Supplied material
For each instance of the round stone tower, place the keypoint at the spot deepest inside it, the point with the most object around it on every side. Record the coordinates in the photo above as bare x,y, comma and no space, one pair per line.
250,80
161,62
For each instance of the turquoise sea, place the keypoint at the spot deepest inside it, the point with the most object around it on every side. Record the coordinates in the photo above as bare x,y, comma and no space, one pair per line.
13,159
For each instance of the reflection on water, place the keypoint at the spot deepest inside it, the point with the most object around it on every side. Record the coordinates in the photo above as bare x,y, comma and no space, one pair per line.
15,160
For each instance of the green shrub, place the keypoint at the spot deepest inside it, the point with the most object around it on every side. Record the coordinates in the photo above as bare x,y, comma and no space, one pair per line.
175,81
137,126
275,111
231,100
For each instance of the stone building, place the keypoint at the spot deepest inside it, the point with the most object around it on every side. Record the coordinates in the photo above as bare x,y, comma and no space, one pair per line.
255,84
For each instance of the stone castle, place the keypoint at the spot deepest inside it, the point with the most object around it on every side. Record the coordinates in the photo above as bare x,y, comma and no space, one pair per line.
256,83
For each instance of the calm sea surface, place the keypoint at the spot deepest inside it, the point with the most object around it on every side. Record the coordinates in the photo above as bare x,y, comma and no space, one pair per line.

Exercise prompt
Output only the lines from the one containing "For each instance of the stone castle, place" through the end of the material, please, exactly as they appear.

Reply to the exercise
For each instance of the stone castle, place the keypoint at the spot deepest inside it, the point with the most object around it on every side. Record the coordinates in the photo above as bare x,y, comma and no space, one pair per line.
256,83
For each instance of the calm sea surface, place the keypoint at the spot deepest inside it, the point with the most object around it on every side. Record the coordinates in the photo above as bare x,y, comma and no space, one pair per line.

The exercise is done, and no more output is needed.